* **ОТРЫВОК**:
- - - -

Экономика » Анализ » Близость катастрофы

Близость катастрофы

Статьи - Анализ
П. Ореховский
доктор экономических наук
ведущий научный сотрудник ИЭ РАН
(О книге Г. Павловского «Гениальная власть! Словарь абстракций Кремля»*)

Своим — все, врагам — по закону.
Ф. Франко

Работа Г. Павловского вызвала широкий интерес читателей и уже неоднократно рецензировалась1. Написанная в афористичной и яркой форме, она и обсуждается в первую очередь публицистами, а не политологами или социологами, хотя в книге приводится именно социологический анализ, «эссе инсайдера о том, как видится мир из Кремля». Видение это вполне реалистично, чем и привлекает, однако картина Павловского совершенно отлична от того, что представлено в работах авторитетных российских институциональных экономистов, например, А. Аузана2. Для последнего Россия — это «естественное государство» в духе Д. Норта, которое отличается от западных демократий «ограниченным доступом», и от него нужно перейти к открытому обществу, одновременно с «модернизацией». Такой переход обеспечит впоследствии быстрый экономический рост, демократические свободы, социальные гарантии и другие прелести западной цивилизации.
Для Павловского же российское государство представляет собой распределительную систему с административным торгом, который осуществляется между субъектами, имеющими различные роли и статус. Центр покупает лояльность губернаторов через налоговые отчисления и разрешения на семейный контроль над вверенными территориями, аналогично формируется лояльность крупного бизнеса, силовых структур, отдельных элитных групп. Население голосует за такой политический режим, поскольку его обеспечивают «бюджетным пайком», власть гарантирует ему стабильность занятости и дохода в привязке к занимаемому каждым членом общества социальному месту. На экспорт отправляется сырье — самый большой источник получаемой государством ренты, позволяющий формировать государственные резервы на случай непредвиденных, но неизбежных катастроф.
Собственно, такое описание российской экономики напоминает в несколько смягченном варианте работы С. Кордонского3. Общим для этих авторов является отрицание капиталистического, рыночного характера современной России: «Обыватель бежит с бесполезного рынка, а власть платит ему задержанные зарплаты или пенсии. Маленькие, ведь это лишь отступные. За труд здесь не платят. Платят за отказ собственника от всех титулов собственности. Это общество бюджетных крепостных, у которых, правда, есть воля уйти восвояси, в никуда, в Канаду...
Внутри страны гражданин России не является носителем государства, зато власть выступает им вовне. Наш суверенитет гарантирует любому из лояльных определенную долю. А некоторым дает и полную гарантию их собственности. Но только с согласия государства, и власть может согласие отозвать. Памятна реплика Дерипаски, будто он готов немедля отдать государству заводы со всем остальным и уйти в никуда, как бродячий монах. То был не просто всхлип лоялизма. Это говорил хозяин, знающий, что управляемый капитал принадлежит ему не вполне. Он капитализирован лишь через капитализацию власти в целом» (с. 33).

- - - -

* **ИСХОДНЫЕ ДАННЫЕ**:
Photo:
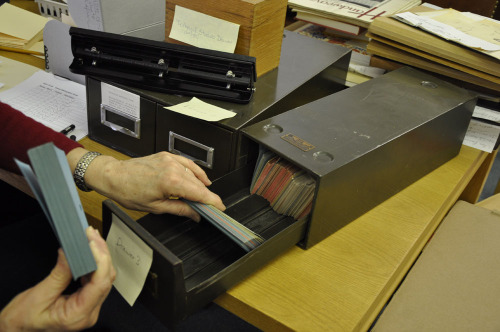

- - - -

* **ЗАДАНИЯ ДЛЯ ВЫПОЛНЕНИЯ**:
A: Чем, согласно отрывку, центр покупает лояльность губернаторов в описании Павловского?
B: Пожалуйста, выведите без изменений часть отрывка: начните со слов «Статьи - Анализ» и остановитесь после слов «врагам — по закону.».
Строки представляют собой отдельный материал, не связанный с отрывком.

* **ОТВЕТЫ ПО ЗАДАНИЯМ**:
A: Налоговыми отчислениями и разрешениями на семейный контроль над вверенными территориями.

B:
Статьи - Анализ
П. Ореховский
доктор экономических наук
ведущий научный сотрудник ИЭ РАН
(О книге Г. Павловского «Гениальная власть! Словарь абстракций Кремля»*)

Своим — все, врагам — по закону.